__BRIEF__:
What you give back must match the data below character for character.

(PROVIDED ENTRIES begins)

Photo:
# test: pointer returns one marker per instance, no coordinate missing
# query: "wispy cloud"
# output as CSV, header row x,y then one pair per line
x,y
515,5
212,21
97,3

(PROVIDED ENTRIES ends)

__SOLUTION__:
Photo:
# test: pointer returns one marker per instance, no coordinate missing
# query: "wispy cloud"
# output as CSV, header row x,y then one pair per line
x,y
515,5
212,21
97,3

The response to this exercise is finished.